• [TASK INSTRUCTIONS]: Copy out the following forum post on welterweight rankings word for word, from start to finish.

• [DOCUMENT TEXT]:
• • •
LOL. Of all the UFC WW's to pick, you went with Anthony Johnson in the Top 5? Nick Diaz is not a Top 10 WW, he's barely fought anyone, and if he went to the UFC he'd be exposed and bumped out of the Top 10 talk for good. Nick would get beaten up by GSP, Fitch, Shields, Koscheck, Penn, Alves, Hughes, Kampmann, Condit, Stun Gun, Story, Hardy and he's already lost to Sanchez. He would not be in the top tier of the UFC's WW division, and he knows it, which is precisely why he signed a new 4 fight deal with Strikeforce.


----------



## osmium (Mar 6, 2007)
• • •
• [EXTRACTED DATA]:
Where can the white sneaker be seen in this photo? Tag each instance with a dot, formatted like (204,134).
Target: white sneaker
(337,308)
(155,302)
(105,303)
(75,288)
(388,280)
• • •
• [REPLY TO THE TASK]:
LOL. Of all the UFC WW's to pick, you went with Anthony Johnson in the Top 5? Nick Diaz is not a Top 10 WW, he's barely fought anyone, and if he went to the UFC he'd be exposed and bumped out of the Top 10 talk for good. Nick would get beaten up by GSP, Fitch, Shields, Koscheck, Penn, Alves, Hughes, Kampmann, Condit, Stun Gun, Story, Hardy and he's already lost to Sanchez. He would not be in the top tier of the UFC's WW division, and he knows it, which is precisely why he signed a new 4 fight deal with Strikeforce.


----------



## osmium (Mar 6, 2007)